* Problem: Collect every line of the material below that contains the word "stone", and copy each of those lines in full.
--- START ---
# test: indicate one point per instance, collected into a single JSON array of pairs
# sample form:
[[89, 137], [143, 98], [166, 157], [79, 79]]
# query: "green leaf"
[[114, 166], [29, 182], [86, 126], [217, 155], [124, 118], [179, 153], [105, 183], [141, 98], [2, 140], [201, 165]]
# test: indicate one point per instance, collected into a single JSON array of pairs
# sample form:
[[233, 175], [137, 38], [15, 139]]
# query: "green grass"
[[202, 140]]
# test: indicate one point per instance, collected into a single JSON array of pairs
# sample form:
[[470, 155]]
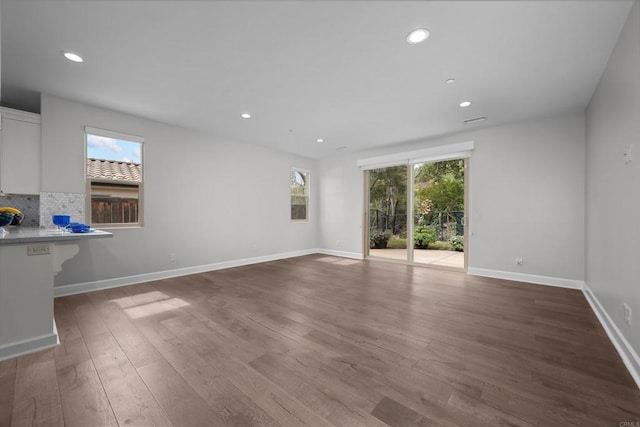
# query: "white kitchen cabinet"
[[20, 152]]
--- END ---
--- START ---
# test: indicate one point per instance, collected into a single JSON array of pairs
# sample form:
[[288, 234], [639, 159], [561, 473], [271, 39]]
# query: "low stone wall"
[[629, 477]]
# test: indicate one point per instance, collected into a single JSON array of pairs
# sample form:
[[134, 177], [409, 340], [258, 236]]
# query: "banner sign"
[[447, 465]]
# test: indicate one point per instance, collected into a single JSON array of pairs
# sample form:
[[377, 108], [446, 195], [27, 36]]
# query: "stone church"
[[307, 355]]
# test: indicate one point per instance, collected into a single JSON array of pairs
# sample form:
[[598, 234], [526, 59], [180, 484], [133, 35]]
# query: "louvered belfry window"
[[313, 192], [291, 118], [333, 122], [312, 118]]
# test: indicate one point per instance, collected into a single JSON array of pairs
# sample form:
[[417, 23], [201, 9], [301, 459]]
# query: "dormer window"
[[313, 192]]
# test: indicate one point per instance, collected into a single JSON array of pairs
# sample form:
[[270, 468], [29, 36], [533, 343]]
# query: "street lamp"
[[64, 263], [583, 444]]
--- END ---
* Task answer:
# query: "low stone wall"
# query: "stone church"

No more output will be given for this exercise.